:: Material to process ::
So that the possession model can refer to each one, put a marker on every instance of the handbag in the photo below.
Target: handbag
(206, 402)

---

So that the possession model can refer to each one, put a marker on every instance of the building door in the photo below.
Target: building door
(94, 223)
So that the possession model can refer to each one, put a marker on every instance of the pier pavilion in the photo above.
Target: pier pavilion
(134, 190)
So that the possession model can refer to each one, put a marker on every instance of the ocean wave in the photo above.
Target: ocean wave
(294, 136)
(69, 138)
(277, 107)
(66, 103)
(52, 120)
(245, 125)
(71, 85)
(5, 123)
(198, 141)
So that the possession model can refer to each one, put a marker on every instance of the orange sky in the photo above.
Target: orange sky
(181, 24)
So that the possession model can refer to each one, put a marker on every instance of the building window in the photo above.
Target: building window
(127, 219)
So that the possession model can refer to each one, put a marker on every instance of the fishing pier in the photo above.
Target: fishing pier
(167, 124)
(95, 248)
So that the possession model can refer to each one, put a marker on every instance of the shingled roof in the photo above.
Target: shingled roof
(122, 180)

:: Set exercise ::
Show each line of the records that contains the word "fishing", copying every such line in full.

:: Solution to this task ::
So that the possession model can refer to each one, put a marker on every instance of the fishing pier in the photo above.
Target: fishing pier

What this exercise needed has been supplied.